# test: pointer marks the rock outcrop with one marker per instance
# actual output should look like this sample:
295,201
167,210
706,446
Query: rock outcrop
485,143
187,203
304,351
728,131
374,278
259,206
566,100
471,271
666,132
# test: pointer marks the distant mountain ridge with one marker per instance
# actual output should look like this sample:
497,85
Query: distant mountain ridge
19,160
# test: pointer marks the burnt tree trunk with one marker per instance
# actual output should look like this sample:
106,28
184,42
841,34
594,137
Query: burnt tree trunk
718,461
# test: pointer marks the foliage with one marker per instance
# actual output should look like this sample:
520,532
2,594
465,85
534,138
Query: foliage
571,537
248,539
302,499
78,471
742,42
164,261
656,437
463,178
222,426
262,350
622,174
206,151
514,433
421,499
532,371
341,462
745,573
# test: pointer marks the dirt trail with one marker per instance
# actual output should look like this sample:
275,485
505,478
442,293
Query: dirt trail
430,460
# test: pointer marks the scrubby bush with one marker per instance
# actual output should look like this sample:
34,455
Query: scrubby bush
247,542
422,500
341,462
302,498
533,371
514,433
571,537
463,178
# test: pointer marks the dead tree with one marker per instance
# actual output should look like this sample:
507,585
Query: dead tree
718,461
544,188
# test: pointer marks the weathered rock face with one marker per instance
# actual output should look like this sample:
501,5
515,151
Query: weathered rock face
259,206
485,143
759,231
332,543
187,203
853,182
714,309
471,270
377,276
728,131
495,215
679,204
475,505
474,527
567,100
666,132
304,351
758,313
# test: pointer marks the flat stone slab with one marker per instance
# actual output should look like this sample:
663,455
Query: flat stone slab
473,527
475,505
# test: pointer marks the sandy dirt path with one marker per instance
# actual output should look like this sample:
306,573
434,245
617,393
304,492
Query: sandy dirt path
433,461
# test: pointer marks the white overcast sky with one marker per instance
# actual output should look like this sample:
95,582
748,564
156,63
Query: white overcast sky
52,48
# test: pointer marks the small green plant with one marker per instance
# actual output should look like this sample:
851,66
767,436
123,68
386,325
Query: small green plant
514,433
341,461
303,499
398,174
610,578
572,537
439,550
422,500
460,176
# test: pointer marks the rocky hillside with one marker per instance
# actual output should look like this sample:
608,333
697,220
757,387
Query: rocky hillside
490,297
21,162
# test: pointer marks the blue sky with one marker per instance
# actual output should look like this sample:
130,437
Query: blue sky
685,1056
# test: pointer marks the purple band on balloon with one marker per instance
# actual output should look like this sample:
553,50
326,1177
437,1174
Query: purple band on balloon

■ **What is asked**: Repeat the material above in full, exactly as it stands.

■ **The reply**:
# test: pointer marks the rock outcrop with one marker per instance
# actual output should look like this sample:
295,201
167,210
706,446
Query: rock outcrop
485,143
187,203
304,351
728,131
374,278
259,206
566,100
471,271
666,132
# test: pointer marks the distant mountain ridge with one marker per instance
# actual output should look like this sample:
497,85
Query: distant mountain ridge
19,160
# test: pointer marks the burnt tree trunk with one marker per instance
# actual output should look like this sample:
106,28
184,42
841,34
594,137
Query: burnt tree trunk
718,461
# test: pointer marks the foliage with one marker per instance
# actual output should look like this sample:
520,532
2,594
465,85
534,138
Query: foliage
571,537
248,539
302,499
78,471
742,42
164,261
656,437
463,178
222,426
262,350
622,174
206,151
514,433
421,499
532,371
341,462
745,573
# test: pointer marks the dirt trail with one marker per instance
# actual output should look like this sample:
275,485
505,478
442,293
Query: dirt trail
430,460
# test: pointer marks the scrubby bush with one marker per instance
# actual output should look like this sample:
34,455
Query: scrubby bush
247,542
422,500
341,462
302,498
533,371
514,433
571,537
463,178
# test: pointer marks the dead tree with one marker per instance
# actual output should look like this sample:
507,585
Query: dead tree
718,461
544,188
# test: pointer marks the weathered rock face with one marker per instance
# actual output should look like this sample:
501,5
515,151
Query: weathered rock face
259,206
485,143
759,231
332,543
187,203
853,182
714,309
471,270
377,276
728,131
495,215
679,204
475,505
474,527
567,100
666,132
304,351
758,313
# test: pointer marks the flat stone slab with one marker per instance
# actual output should look like this sample:
663,455
Query: flat stone slab
473,527
475,505
# test: pointer marks the sandy dirt path with one marker per instance
# actual output should look like this sample:
306,573
434,245
617,393
304,492
Query: sandy dirt path
433,461
# test: pointer marks the white overcast sky with one marker per instance
# actual output should look like this sample:
95,582
748,564
156,63
Query: white overcast sky
52,48
# test: pointer marks the small green plant with one marker per instance
# actual output should look like this sample:
851,66
767,436
123,68
386,325
Query: small green plant
514,433
341,461
303,499
398,174
610,578
572,537
439,550
422,500
460,176
# test: pointer marks the rocky hillside with one marker per instance
# actual output should look like this sample:
608,333
697,220
757,387
Query: rocky hillside
490,297
21,162
# test: pointer marks the blue sky with one marker per instance
# actual output should look like this sample:
130,437
Query: blue sky
685,1056
# test: pointer marks the purple band on balloon with one marker per instance
# actual output should look like this sample:
553,50
326,1177
437,1174
Query: purple band on balloon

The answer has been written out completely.